- **Ausgangstext**

────

# Enermax Liqtech TR4



## Papergrinch (12. Mai 2018)

Hi,

da es ja momentan doch ziemlich warm wieder wird und es unterm Dach erst recht ganz schön reinhaut überleg ich momentan meine Kühlung für meinen Threadripper entweder noch mal um nen weiteren Kühlkörper auszubauen, oder mir eben die AiO Kühlung aus dem Titel zu besorgen...
Was mich allerdings interessiert ist inwieweit der Stromverbrauch von so ner AiO höher ist, als der von einem Luftkühler.
Momentan hab ich im Rechner:
Dark Power Pro 11 650W
Threadripper 1950X
GTX1080 Gainward Golden Phoenix
CT2050MX300 2TB, CT256MX100 256 GB, WD20PURX 2TB(Festplatten)
4x 16GB Vengeance LPX 3000CL15

Ich frag mich jetzt ob das Dark Power Pro mit seinen 650 Watt noch ausreichend ist um das Ganze am Leben zu halten?!

Die CPU soll dabei auf etwa 3,8 3,9 GHz laufen und der RAM bei etwa 3000MHz
Wenn ich hier zu viel von dem Netzteil verlange würd ich mich schon eher nochmal für nen zweiten Lüfter entscheiden...

────

- **Aufgabe A**
Welches Netzteil ist laut dem Forenbeitrag momentan im Rechner verbaut?
Der Forenbeitrag und die Zeilen hängen nicht miteinander zusammen.

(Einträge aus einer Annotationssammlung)
────

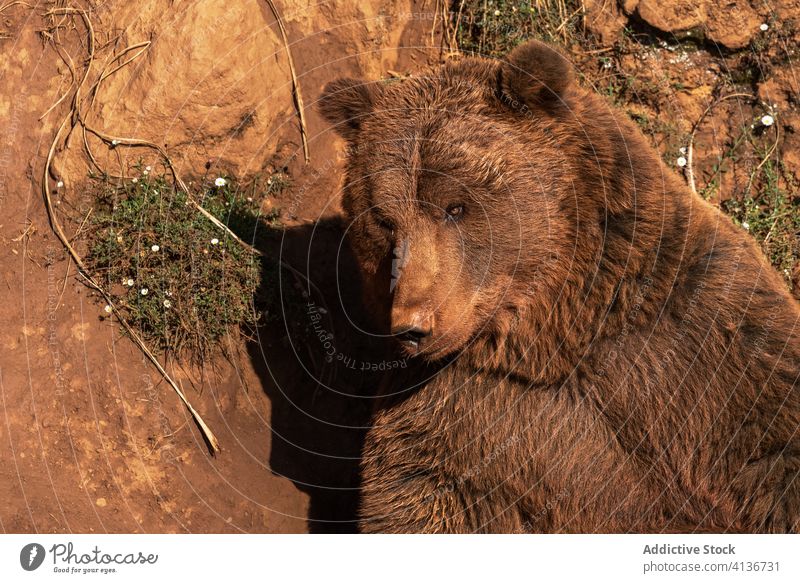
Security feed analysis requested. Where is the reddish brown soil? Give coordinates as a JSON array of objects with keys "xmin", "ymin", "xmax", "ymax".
[
  {"xmin": 0, "ymin": 0, "xmax": 430, "ymax": 533},
  {"xmin": 0, "ymin": 0, "xmax": 800, "ymax": 532}
]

────

- **Aufgabe B**
Gib alle Zeilen aus der Annotationssammlung erneut wieder und setze dabei „dark gray gravel“ an die Stelle von „reddish brown soil“, ohne sonst etwas zu verändern. Lass die Bilder in deiner Antwort weg.

- **Vollständige Ausgabe A**
Ein Dark Power Pro 11 mit 650 W.

- **Vollständige Ausgabe B**
Security feed analysis requested. Where is the dark gray gravel? Give coordinates as a JSON array of objects with keys "xmin", "ymin", "xmax", "ymax".
[
  {"xmin": 0, "ymin": 0, "xmax": 430, "ymax": 533},
  {"xmin": 0, "ymin": 0, "xmax": 800, "ymax": 532}
]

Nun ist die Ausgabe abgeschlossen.